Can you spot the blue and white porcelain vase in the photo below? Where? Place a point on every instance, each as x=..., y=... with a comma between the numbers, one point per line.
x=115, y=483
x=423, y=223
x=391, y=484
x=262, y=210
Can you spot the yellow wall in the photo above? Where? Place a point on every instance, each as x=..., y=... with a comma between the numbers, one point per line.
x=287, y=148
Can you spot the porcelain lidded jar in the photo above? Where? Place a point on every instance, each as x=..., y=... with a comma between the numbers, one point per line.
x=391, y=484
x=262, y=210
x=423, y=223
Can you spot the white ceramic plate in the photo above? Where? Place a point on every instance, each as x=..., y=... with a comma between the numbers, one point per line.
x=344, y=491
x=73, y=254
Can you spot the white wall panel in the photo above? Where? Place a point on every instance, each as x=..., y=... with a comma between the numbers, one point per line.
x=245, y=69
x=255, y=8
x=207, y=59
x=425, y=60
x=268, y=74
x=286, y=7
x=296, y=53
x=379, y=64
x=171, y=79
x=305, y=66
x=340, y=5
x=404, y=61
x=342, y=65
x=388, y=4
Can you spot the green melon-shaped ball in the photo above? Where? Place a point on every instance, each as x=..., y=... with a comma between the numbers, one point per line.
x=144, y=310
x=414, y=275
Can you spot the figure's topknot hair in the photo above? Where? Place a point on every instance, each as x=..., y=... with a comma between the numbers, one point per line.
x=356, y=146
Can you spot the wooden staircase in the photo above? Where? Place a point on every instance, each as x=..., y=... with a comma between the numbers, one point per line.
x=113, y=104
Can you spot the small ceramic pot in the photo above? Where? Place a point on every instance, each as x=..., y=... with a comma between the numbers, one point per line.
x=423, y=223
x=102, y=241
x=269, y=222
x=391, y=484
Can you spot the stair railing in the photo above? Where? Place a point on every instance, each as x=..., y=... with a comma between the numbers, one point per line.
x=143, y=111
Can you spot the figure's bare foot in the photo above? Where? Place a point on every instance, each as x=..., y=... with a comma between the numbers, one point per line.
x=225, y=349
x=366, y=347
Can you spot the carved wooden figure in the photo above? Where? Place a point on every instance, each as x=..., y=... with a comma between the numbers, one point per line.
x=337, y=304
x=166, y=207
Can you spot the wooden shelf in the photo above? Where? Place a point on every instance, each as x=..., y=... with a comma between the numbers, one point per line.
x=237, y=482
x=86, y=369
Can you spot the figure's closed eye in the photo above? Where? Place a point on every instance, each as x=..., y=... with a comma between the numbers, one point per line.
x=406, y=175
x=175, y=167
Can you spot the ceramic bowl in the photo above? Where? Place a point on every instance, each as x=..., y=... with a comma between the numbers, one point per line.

### SET EXERCISE
Put every line of the records above into a numbered list, leaving out any blank lines.

### THE RESPONSE
1. Can you spot the blue and white porcelain vase in the photo below? Where? Place a point on every instance, each as x=..., y=... with a comma between the numbers, one point per line.
2. x=115, y=483
3. x=423, y=223
4. x=391, y=484
5. x=262, y=210
6. Can you spot the yellow wall in the photo above? Where? Place a point on every instance, each as x=..., y=... with a comma between the numbers, one point per line.
7. x=287, y=148
8. Can you spot the porcelain lidded jar in the photo above? Where? Place a point on every instance, each as x=..., y=... with a comma between the numbers, one point per line.
9. x=391, y=484
10. x=262, y=210
11. x=423, y=223
12. Can you spot the white ceramic plate in the photo above? Where? Place a point on every instance, each as x=..., y=... with a comma between the numbers, one point per line.
13. x=344, y=491
14. x=73, y=254
15. Can you spot the white wall panel in the photo above? Where? Place a point on every instance, each as x=..., y=... with a comma between the numbers, one point per line.
16. x=245, y=69
17. x=255, y=8
18. x=207, y=59
19. x=425, y=60
20. x=268, y=74
21. x=286, y=7
22. x=296, y=53
23. x=379, y=64
24. x=171, y=79
25. x=305, y=66
26. x=340, y=5
27. x=404, y=61
28. x=342, y=65
29. x=388, y=4
30. Can you spot the green melon-shaped ball in the photo above? Where? Place a point on every instance, each as x=..., y=... with a comma between the numbers, one point per line.
31. x=144, y=310
32. x=414, y=275
33. Can you spot the figure's topknot hair in the photo above? Where? Place a point on every instance, each as x=..., y=... with a comma between the numbers, one point per line.
34. x=356, y=146
35. Can you spot the wooden staircase in the photo above? Where? Place a point on every instance, each as x=..., y=... with a comma between the numbers, one point per line.
36. x=113, y=104
37. Can you spot the small ceramic pot in the photo above? Where? Place a point on every instance, each as x=..., y=... with a comma between the numbers, one point per line.
38. x=423, y=223
39. x=102, y=241
40. x=269, y=222
41. x=391, y=484
42. Can you spot the stair railing in the photo above? Where? Place a point on every instance, each as x=..., y=... with a comma between the numbers, one point per line.
43. x=143, y=111
44. Can you spot the figure's bare foot in the photo above? Where? Place a point on every instance, each as x=..., y=... with a comma between the numbers, one point per line.
45. x=225, y=349
46. x=366, y=347
47. Can you spot the carved wooden figure in the photo above? Where? Place a point on every instance, each as x=..., y=... with a comma between the numbers, one point per line.
48. x=337, y=304
49. x=166, y=207
50. Can you spot the wooden shelf in the photo above? Where? Place a point on every instance, each as x=..., y=... with a comma between the numbers, one point per line.
51. x=237, y=482
52. x=86, y=369
53. Can you spot the figure's closed eye in the photo above? Where? Place a point on every instance, each as x=..., y=... with a comma between the numbers, one point per line.
54. x=406, y=175
55. x=175, y=167
56. Can you spot the ceramic bowl in the photo above? Where? Place a point on every instance, each as x=..., y=... with a comma between the numbers, one point per line.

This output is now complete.